## BEGIN DATA PROVIDED

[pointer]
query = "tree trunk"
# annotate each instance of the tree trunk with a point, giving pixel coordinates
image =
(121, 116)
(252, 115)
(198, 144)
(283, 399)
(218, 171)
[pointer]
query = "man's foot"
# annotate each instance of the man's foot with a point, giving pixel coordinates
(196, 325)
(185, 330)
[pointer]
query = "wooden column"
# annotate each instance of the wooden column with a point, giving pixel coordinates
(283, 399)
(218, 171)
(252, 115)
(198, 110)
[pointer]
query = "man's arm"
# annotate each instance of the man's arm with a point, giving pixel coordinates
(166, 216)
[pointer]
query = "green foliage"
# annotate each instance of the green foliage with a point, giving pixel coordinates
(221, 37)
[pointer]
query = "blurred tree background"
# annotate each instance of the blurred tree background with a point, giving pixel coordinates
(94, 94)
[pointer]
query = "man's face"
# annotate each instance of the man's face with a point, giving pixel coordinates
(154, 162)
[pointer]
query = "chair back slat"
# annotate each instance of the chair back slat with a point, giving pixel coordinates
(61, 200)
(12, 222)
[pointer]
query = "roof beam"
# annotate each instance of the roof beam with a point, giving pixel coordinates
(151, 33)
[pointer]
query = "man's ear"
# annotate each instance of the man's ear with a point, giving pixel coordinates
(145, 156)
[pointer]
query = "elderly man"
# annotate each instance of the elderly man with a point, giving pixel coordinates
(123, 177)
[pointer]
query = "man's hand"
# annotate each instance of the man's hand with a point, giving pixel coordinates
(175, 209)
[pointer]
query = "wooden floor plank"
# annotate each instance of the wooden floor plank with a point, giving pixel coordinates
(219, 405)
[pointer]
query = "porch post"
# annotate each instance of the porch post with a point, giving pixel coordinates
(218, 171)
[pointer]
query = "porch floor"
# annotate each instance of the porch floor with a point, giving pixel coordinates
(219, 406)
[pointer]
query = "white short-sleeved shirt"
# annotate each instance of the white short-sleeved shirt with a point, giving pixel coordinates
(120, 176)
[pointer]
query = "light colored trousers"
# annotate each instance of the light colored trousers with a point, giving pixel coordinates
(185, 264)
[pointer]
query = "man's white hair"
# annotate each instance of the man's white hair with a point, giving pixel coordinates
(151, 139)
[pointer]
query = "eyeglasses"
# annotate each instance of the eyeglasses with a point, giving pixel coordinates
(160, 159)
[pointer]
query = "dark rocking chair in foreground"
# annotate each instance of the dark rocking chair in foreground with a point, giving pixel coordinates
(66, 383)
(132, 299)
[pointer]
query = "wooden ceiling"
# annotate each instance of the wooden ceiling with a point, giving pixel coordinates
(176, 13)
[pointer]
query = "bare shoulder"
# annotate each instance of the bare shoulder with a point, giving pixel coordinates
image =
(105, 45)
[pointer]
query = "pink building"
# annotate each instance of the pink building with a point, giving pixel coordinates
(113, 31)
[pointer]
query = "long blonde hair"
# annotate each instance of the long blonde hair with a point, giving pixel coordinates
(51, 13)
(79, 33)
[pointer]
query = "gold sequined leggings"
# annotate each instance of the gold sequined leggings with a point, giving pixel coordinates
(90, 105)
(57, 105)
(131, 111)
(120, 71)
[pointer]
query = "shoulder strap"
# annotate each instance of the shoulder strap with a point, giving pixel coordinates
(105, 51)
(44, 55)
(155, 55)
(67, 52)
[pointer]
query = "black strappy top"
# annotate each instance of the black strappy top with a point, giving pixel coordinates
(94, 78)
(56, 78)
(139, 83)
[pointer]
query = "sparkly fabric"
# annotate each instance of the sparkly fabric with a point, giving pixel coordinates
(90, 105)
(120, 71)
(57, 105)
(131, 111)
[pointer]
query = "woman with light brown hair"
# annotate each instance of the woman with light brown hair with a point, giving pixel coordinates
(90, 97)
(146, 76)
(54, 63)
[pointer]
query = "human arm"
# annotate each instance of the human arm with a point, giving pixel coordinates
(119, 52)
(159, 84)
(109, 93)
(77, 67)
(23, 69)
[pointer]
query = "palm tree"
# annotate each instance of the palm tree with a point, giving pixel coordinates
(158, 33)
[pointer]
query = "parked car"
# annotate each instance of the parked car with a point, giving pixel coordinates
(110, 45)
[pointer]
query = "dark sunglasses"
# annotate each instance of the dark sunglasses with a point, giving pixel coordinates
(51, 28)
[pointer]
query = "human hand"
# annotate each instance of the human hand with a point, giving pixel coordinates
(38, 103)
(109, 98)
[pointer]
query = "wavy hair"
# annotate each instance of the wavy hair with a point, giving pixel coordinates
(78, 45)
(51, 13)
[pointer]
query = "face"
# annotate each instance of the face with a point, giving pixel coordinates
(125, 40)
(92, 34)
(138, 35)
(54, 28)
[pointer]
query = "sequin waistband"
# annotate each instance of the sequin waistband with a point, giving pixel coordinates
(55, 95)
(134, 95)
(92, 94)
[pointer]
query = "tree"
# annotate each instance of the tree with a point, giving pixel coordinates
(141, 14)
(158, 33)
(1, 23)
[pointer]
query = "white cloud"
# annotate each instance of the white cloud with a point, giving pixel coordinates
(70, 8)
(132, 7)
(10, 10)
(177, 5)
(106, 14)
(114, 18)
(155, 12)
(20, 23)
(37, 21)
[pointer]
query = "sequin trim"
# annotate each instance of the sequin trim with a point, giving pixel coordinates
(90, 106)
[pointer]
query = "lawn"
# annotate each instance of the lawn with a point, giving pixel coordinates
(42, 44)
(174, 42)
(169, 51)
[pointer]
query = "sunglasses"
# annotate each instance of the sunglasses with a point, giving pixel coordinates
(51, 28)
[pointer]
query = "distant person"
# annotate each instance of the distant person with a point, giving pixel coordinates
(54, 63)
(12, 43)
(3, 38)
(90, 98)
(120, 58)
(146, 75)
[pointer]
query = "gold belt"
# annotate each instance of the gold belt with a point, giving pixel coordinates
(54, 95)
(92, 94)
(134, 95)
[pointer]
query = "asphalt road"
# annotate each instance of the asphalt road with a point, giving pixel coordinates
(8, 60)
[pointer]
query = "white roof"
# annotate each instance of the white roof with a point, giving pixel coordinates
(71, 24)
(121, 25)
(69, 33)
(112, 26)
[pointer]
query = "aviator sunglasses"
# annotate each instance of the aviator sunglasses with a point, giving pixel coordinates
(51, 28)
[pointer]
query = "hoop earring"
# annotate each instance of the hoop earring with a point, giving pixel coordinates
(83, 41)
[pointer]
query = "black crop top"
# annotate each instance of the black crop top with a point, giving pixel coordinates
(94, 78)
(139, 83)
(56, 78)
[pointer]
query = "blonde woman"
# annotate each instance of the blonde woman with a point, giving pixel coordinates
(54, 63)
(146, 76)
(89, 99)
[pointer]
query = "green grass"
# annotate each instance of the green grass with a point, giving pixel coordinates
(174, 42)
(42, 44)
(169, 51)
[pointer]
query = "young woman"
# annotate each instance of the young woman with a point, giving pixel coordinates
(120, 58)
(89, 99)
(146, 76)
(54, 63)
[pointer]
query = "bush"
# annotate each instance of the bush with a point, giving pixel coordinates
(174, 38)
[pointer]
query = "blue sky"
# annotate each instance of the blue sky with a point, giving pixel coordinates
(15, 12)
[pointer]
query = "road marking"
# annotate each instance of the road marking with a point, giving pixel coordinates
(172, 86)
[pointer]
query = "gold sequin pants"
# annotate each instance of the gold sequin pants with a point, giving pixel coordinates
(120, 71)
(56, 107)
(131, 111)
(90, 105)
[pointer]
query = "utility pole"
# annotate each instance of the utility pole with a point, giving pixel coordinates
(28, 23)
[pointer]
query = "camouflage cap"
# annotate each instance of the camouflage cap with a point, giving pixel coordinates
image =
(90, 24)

## END DATA PROVIDED

§ **WHAT NEEDS TO BE DONE**: Go through the material above line by line and copy it exactly.

§ **SOLUTION BELOW**:
[pointer]
query = "tree trunk"
# annotate each instance of the tree trunk with a point, giving pixel coordinates
image =
(121, 116)
(252, 115)
(198, 144)
(283, 399)
(218, 171)
[pointer]
query = "man's foot"
# annotate each instance of the man's foot with a point, giving pixel coordinates
(196, 325)
(185, 330)
[pointer]
query = "wooden column"
# annotate each instance of the wooden column with a point, giving pixel coordinates
(283, 399)
(218, 171)
(252, 115)
(198, 110)
[pointer]
query = "man's arm"
# annotate each instance of the man's arm with a point, giving pixel coordinates
(166, 216)
[pointer]
query = "green foliage"
# annotate each instance of the green foliage with a point, giving pixel coordinates
(221, 37)
[pointer]
query = "blurred tree background"
# annotate each instance of the blurred tree background with a point, giving pixel coordinates
(94, 94)
[pointer]
query = "man's face"
# annotate each instance of the man's face with a point, giving pixel coordinates
(154, 162)
[pointer]
query = "chair back slat"
# annotate each instance of the chair back slat with a point, giving pixel coordinates
(61, 200)
(12, 222)
[pointer]
query = "roof beam"
# annotate each instance of the roof beam with a point, giving pixel coordinates
(151, 33)
[pointer]
query = "man's ear"
# annotate each instance of the man's ear with a point, giving pixel coordinates
(145, 156)
[pointer]
query = "elderly man"
# annotate each instance of the elderly man with a point, giving pixel coordinates
(123, 177)
[pointer]
query = "man's hand"
# annotate each instance of the man's hand with a point, giving pixel coordinates
(175, 209)
[pointer]
query = "wooden floor plank"
# annotate each instance of the wooden floor plank with a point, giving pixel coordinates
(219, 405)
[pointer]
query = "porch post"
# annotate each instance of the porch post with a point, giving pixel coordinates
(218, 171)
[pointer]
query = "porch floor"
# annotate each instance of the porch floor with a point, giving pixel coordinates
(219, 406)
[pointer]
query = "white short-sleeved shirt"
# annotate each instance of the white short-sleeved shirt with a point, giving pixel coordinates
(120, 176)
[pointer]
query = "light colored trousers"
# annotate each instance of the light colored trousers with a point, giving pixel coordinates
(185, 264)
[pointer]
query = "man's white hair"
# annotate each instance of the man's white hair with a point, giving pixel coordinates
(151, 139)
[pointer]
query = "eyeglasses"
# annotate each instance of the eyeglasses with a point, giving pixel coordinates
(160, 159)
[pointer]
query = "dark rocking chair in foreground"
# annotate each instance of the dark rocking chair in foreground with a point, giving pixel coordinates
(66, 383)
(132, 299)
[pointer]
query = "wooden ceiling"
# annotate each instance of the wooden ceiling with a point, giving pixel coordinates
(176, 13)
[pointer]
query = "bare shoulder"
# annotate each instance of the bare shoulder with a point, giving pixel coordinates
image =
(105, 45)
[pointer]
query = "pink building"
# annotate each instance of the pink building with a point, giving pixel coordinates
(113, 31)
[pointer]
query = "long blonde hair"
# annotate each instance of the long blonde hair with a point, giving pixel coordinates
(51, 13)
(79, 33)
[pointer]
query = "gold sequined leggings"
# annotate each instance of the gold sequined leggings with a point, giving pixel coordinates
(90, 105)
(57, 105)
(131, 111)
(120, 71)
[pointer]
query = "shoulder strap"
# annotate each instance of the shoulder strap with a point, giving pixel coordinates
(105, 51)
(44, 55)
(155, 55)
(67, 52)
[pointer]
query = "black strappy top"
# annotate each instance of the black strappy top with a point, giving pixel coordinates
(94, 78)
(56, 78)
(139, 83)
[pointer]
query = "sparkly fabric"
# annotate each instance of the sparkly fabric with a point, giving pixel coordinates
(90, 105)
(120, 71)
(57, 105)
(131, 111)
[pointer]
query = "woman with light brown hair"
# annotate each instance of the woman with light brown hair with a point, giving pixel coordinates
(90, 97)
(146, 76)
(54, 63)
[pointer]
query = "human arm"
# annotate each instance of the human arm with a point, giving pixel coordinates
(119, 52)
(159, 84)
(109, 93)
(77, 67)
(23, 69)
[pointer]
query = "palm tree"
# annotate each instance of the palm tree with a point, giving pixel coordinates
(158, 33)
[pointer]
query = "parked car"
# annotate each instance of the parked car with a point, giving pixel coordinates
(110, 45)
[pointer]
query = "dark sunglasses"
# annotate each instance of the dark sunglasses with a point, giving pixel coordinates
(51, 28)
[pointer]
query = "human hand"
# annotate each instance of the human hand with a point, giving pixel coordinates
(38, 103)
(109, 98)
[pointer]
query = "wavy hair"
# annotate each instance of the wavy hair with a point, giving pixel coordinates
(78, 45)
(51, 13)
[pointer]
query = "face"
# annotate each instance of the face with a point, giving pixel coordinates
(125, 40)
(92, 34)
(138, 35)
(54, 28)
[pointer]
query = "sequin waistband"
# annotate each instance of the sequin waistband with a point, giving pixel coordinates
(55, 95)
(134, 95)
(92, 94)
[pointer]
query = "tree"
# annotate each instance of the tree with a point, giving pixel coordinates
(141, 14)
(158, 33)
(1, 23)
[pointer]
query = "white cloud"
# annotate each instance of the white cloud with a point, giving pixel coordinates
(70, 8)
(132, 7)
(10, 10)
(177, 5)
(106, 14)
(114, 18)
(155, 12)
(20, 23)
(37, 21)
[pointer]
query = "sequin trim"
# annotate each instance of the sequin trim with a point, giving pixel coordinates
(90, 106)
[pointer]
query = "lawn"
# annotate each instance of the lawn with a point, giving pixel coordinates
(42, 44)
(174, 42)
(169, 51)
[pointer]
query = "sunglasses"
# annotate each instance of the sunglasses with a point, giving pixel coordinates
(51, 28)
[pointer]
query = "distant person"
# annotate each instance of the distant person with a point, giving pixel coordinates
(54, 63)
(12, 43)
(3, 38)
(90, 98)
(120, 58)
(146, 75)
[pointer]
query = "gold belt"
# annotate each instance of the gold belt with a point, giving pixel coordinates
(54, 95)
(92, 94)
(134, 95)
[pointer]
query = "asphalt road"
# annotate each instance of the asphalt road with a point, giving pixel coordinates
(8, 60)
[pointer]
query = "white roof"
# annotate each instance of the white roof with a point, giving pixel coordinates
(71, 24)
(121, 25)
(69, 33)
(112, 26)
[pointer]
query = "aviator sunglasses"
# annotate each instance of the aviator sunglasses with a point, giving pixel coordinates
(51, 28)
[pointer]
query = "hoop earring"
# annotate each instance of the hoop earring with a point, giving pixel coordinates
(83, 41)
[pointer]
query = "black crop top"
# annotate each instance of the black crop top with a point, giving pixel coordinates
(94, 78)
(139, 83)
(56, 78)
[pointer]
query = "blonde woman"
# annotate each instance of the blonde woman with a point, giving pixel coordinates
(54, 63)
(146, 76)
(89, 99)
[pointer]
query = "green grass"
# annotate each instance of the green grass with a point, giving pixel coordinates
(174, 42)
(42, 44)
(169, 51)
[pointer]
query = "young woman"
# annotate each instance of the young woman with a point, giving pixel coordinates
(120, 58)
(89, 99)
(146, 76)
(54, 63)
[pointer]
query = "bush"
# annotate each instance of the bush with a point, giving pixel coordinates
(174, 38)
[pointer]
query = "blue sky"
# annotate each instance of the blue sky with a point, giving pixel coordinates
(15, 12)
[pointer]
query = "road marking"
# annotate each instance of the road marking with a point, giving pixel coordinates
(172, 86)
[pointer]
query = "gold sequin pants"
# annotate each instance of the gold sequin pants with a point, giving pixel coordinates
(120, 71)
(56, 107)
(131, 111)
(90, 105)
[pointer]
query = "utility pole"
# annotate each instance of the utility pole with a point, giving pixel coordinates
(28, 23)
[pointer]
query = "camouflage cap"
# annotate each instance of the camouflage cap with a point, giving pixel coordinates
image =
(90, 24)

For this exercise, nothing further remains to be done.